### What you should do
Pick out each line of the material that contains the word "dark" and copy it. Matching is case-sensitive.

### Entries
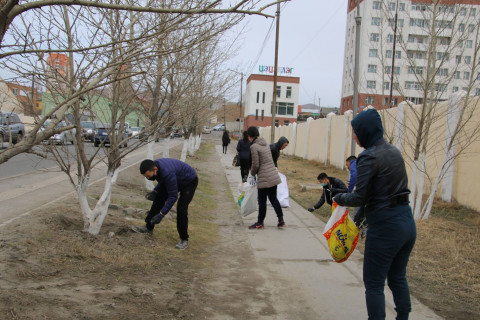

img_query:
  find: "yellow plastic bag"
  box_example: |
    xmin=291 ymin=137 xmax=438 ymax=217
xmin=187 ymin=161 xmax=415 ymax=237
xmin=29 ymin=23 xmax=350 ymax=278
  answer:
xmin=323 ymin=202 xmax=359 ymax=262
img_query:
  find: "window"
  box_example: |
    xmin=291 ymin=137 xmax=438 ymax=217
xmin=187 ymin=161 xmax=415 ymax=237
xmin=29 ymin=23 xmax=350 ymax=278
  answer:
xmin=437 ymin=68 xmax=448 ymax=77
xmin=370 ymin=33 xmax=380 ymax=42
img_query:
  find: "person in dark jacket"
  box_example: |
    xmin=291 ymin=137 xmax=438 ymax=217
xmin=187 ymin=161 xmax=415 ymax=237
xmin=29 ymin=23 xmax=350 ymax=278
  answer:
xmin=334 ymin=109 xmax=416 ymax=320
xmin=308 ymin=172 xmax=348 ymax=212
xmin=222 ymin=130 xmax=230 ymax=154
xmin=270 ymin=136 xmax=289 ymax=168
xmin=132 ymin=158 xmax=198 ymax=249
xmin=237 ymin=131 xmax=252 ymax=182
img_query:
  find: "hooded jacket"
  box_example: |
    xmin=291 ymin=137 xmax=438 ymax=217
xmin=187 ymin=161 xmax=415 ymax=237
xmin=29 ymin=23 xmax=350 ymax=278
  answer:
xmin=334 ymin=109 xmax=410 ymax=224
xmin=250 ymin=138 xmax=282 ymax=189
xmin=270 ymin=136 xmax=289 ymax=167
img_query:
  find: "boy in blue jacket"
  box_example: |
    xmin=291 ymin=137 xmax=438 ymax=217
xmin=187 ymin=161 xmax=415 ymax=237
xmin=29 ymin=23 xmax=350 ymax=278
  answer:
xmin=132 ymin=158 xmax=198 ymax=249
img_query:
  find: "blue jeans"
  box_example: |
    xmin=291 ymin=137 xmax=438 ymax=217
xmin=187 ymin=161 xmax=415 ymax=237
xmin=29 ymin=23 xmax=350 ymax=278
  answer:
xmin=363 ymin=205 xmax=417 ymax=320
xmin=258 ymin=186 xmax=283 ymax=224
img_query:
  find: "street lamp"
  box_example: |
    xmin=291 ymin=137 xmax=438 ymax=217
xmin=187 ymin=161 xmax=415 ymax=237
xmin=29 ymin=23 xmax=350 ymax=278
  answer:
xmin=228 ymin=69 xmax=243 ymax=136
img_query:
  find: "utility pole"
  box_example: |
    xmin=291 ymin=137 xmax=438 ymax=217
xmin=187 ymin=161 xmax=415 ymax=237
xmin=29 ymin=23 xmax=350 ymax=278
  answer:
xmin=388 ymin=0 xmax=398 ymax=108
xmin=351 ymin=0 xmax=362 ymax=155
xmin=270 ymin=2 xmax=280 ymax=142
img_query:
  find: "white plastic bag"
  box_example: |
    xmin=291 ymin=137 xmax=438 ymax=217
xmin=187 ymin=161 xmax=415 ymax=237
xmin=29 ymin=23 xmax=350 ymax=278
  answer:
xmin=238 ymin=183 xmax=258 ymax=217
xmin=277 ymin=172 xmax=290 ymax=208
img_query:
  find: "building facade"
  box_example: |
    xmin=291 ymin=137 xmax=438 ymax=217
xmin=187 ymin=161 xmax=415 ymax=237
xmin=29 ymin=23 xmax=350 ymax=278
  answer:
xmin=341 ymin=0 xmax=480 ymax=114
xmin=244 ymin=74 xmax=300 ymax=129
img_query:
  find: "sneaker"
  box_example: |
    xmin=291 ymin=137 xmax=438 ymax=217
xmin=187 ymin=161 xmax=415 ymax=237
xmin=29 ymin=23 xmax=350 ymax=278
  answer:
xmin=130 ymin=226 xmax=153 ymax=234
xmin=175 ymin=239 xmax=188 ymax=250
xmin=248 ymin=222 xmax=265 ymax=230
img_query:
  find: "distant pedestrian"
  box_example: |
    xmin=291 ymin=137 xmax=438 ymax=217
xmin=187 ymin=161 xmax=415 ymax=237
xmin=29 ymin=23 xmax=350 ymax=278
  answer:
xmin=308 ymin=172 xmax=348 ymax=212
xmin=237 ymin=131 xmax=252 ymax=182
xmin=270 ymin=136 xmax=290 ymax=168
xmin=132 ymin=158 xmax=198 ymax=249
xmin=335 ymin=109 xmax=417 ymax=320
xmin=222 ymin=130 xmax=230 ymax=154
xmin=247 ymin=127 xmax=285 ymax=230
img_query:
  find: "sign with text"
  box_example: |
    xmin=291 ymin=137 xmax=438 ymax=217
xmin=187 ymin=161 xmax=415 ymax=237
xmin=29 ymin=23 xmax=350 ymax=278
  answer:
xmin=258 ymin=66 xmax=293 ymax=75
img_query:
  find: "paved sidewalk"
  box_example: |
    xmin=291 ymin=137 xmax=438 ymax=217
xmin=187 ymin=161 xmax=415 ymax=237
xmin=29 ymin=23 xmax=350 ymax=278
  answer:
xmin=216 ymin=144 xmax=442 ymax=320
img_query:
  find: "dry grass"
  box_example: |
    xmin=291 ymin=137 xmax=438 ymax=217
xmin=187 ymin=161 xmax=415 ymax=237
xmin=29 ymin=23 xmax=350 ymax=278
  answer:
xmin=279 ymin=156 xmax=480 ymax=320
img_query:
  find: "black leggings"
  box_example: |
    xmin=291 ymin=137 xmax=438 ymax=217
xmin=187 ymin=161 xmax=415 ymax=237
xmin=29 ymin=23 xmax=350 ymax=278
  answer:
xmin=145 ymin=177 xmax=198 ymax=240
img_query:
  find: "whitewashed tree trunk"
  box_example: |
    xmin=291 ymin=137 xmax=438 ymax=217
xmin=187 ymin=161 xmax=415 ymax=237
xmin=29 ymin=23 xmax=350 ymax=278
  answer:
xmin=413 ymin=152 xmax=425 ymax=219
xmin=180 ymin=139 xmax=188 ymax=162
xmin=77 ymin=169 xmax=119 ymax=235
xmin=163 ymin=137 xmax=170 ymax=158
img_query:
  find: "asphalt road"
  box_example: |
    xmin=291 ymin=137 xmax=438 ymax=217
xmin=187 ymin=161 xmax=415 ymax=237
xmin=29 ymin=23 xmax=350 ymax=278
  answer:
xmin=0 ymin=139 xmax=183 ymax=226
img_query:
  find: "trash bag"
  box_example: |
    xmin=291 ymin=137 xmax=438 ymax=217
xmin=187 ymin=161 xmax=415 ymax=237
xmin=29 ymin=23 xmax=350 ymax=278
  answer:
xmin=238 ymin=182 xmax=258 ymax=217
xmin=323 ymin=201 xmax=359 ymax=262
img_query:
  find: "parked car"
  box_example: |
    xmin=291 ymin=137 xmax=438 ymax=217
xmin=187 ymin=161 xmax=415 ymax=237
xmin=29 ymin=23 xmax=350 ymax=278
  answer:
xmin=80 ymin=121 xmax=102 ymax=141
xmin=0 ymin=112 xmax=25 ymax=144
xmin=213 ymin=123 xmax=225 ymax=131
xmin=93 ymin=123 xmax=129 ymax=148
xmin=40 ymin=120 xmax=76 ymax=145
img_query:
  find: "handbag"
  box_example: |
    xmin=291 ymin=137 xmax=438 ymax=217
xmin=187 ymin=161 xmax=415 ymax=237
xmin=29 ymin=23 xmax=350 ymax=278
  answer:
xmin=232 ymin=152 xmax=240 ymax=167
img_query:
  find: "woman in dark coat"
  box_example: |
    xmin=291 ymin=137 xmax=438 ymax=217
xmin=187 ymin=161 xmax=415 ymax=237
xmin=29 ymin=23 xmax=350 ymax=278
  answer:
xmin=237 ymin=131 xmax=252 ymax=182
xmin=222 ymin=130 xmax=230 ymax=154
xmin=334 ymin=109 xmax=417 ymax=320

### Result of this task
  find: "person in dark jacket"
  find: "woman in dark coat"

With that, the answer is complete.